**Passage shown:**
## Begin

Magic was an umbrella term for the abilities of many beings and life-forms to influence reality in manners that did not respect the conventional laws of physics. As such, belief in "magic" was considered the opposite of rationality.
During the Dark Times of the Doctor's universe, magic was widespread and dominant. The early Time Lords led by Rassilon championed rationality against the forces of magic, (PROSE: Gallifrey: A Rough Guide) and prevailed, installing Laws of Time and Physics based on their own understanding of reality, and making magic supposedly "impossible". (PROSE: The Book of the War, Christmas on a Rational Planet)
However, magic continued to exist on a smaller scale in many corners of the universe; (PROSE: The Celestial Toyshop, The Scarlet Empress etc.) as Merlin boasted, "the supernatural" continued to exist well into the 20th century. However, Merlin also acknowledged that his black magic was useless against the Laws of Time. (COMIC: Dr. Who's Time Tales) Interestingly, some described some of the Time Lords' exclusive abilities as "magic", including regeneration (TV: The Witch's Familiar) and TARDISes. (TV: The Big Bang)

## End

**Entries supplied:**
## Begin

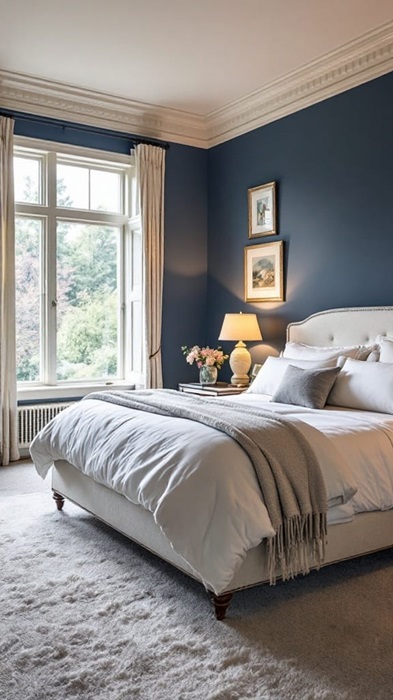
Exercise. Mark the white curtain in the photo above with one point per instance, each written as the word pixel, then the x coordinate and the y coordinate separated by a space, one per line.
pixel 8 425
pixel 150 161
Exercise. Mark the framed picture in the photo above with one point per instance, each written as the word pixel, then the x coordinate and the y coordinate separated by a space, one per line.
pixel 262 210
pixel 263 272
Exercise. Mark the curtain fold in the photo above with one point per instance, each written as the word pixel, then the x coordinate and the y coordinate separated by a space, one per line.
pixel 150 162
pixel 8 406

## End
## Begin

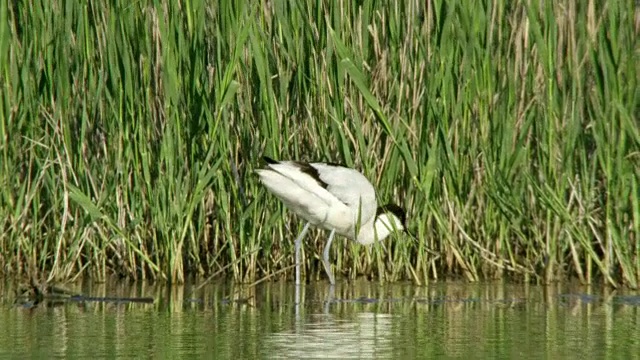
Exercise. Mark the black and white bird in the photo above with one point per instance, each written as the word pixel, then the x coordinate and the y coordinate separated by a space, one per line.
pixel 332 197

## End

**Challenge 1:** In the passage about magic, who led the early Time Lords when they championed rationality against the forces of magic?
**Challenge 2:** Write what comes next in the passage about magic, starting after its last sentence.

**Result 1:** Rassilon.

**Result 2:**
Some universes which existed "sideways in time" were also magic-based. (TV: Battlefield)
History[]
In the Dark Times[]
Magic was initially a strong force in the Doctor's universe during the Dark Times, with Gallifrey being ruled not by technocratic politicians but by the Pythia and her priestesses. However, as the Time Lords rose, they shaped the universe to become a clockwork set of rules which they could predict and control, with any irrational or supernatural principles replaced by those of science to underpin reality. (PROSE: Cat's Cradle: Time's Crucible, Christmas on a Rational Planet)
Had the Ferutu, rather than the Gallifreyans, become the Lords of Time, the universe would have continued along magical principles. (PROSE: Cold Fusion)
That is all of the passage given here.